Down to the final character, output the records below as they stand.

Saved entries:
- - - -
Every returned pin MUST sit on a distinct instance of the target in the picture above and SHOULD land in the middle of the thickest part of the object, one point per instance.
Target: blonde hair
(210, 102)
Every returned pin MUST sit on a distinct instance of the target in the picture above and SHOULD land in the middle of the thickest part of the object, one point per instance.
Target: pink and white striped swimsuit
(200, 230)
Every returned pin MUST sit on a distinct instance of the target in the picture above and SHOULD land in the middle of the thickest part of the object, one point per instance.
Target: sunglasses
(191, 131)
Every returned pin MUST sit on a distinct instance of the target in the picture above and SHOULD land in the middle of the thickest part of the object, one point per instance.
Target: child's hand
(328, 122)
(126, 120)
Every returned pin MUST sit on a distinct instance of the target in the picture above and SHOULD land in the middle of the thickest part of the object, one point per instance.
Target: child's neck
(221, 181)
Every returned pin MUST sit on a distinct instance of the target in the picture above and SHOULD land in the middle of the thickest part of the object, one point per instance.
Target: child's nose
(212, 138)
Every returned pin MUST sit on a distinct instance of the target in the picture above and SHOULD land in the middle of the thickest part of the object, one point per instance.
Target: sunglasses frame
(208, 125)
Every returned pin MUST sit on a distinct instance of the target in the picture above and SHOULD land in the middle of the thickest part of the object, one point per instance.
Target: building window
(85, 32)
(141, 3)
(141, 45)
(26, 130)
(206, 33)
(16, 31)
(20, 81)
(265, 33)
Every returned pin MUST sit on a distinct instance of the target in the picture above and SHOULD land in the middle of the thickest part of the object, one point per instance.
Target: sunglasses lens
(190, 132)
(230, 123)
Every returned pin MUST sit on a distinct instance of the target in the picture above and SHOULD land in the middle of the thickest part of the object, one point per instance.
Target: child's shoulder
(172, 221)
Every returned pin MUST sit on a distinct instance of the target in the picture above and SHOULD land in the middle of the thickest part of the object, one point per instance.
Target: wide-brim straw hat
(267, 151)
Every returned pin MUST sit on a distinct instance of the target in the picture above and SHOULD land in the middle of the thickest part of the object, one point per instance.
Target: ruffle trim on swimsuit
- - - -
Exercise solution:
Every returned pin MUST sit on a distinct instance of the target in the picture above and SHOULD land in the middle of the thickest part of the object, one point per instance.
Target: blonde hair
(210, 102)
Every returned pin MUST sit on a distinct instance of the target in the picture above and SHOULD land in the middle of the thickest part of the object, one point per instance.
Target: pink and white striped swimsuit
(200, 230)
Every returned pin MUST sit on a distinct instance of the target in the picture above and SHOULD land in the middle of the thickest part of the object, one point per instance.
Target: sunglasses
(191, 131)
Every returned pin MUST sit on a distinct instance of the target in the picture above and SHOULD land in the middle of the thickest part of the object, one point per instance.
Target: child's hand
(328, 122)
(126, 120)
Every returned pin MUST sit on a distinct instance of the target in the picture above and SHOULD land in the middle of the thickest part of the object, one point per instance.
Target: child's neck
(221, 181)
Every returned pin MUST sit on a distinct instance of the target in the picture above and SHOULD land in the middle of the thickest part of the object, one point per instance.
Target: child's nose
(212, 138)
Every returned pin MUST sit on a distinct instance of the target in the picture above and SHOULD land in the middle of the thickest part of the object, one point per instance.
Target: sunglasses frame
(208, 125)
Every returned pin MUST sit on a distinct instance of the target in the picture above and SHOULD land in the middle of the thickest part of the object, one point per instance.
Target: building window
(85, 32)
(141, 3)
(141, 45)
(26, 130)
(206, 33)
(16, 31)
(20, 81)
(265, 33)
Every returned pin MUST sit on a distinct instance of the target in the picture above and SHOULD land in the middle of the thickest part of the object, one point per instance.
Target: sunglasses lens
(190, 132)
(230, 123)
Every returned pin MUST sit on a distinct instance of the target in the picture above and SHOULD land in the middle of the thickest part of the object, one point per instance.
Target: child's shoulder
(172, 221)
Every returned pin MUST sit on a distinct instance of the target in the picture above and SHOULD land in the middle of the thickest part of the object, one point per instance.
Target: wide-brim straw hat
(267, 151)
Every returned pin MUST sit on a distinct instance of the target in the picture above and SHOULD land in the middle of the thickest part of the object, one point per instance.
Target: ruffle trim on swimsuit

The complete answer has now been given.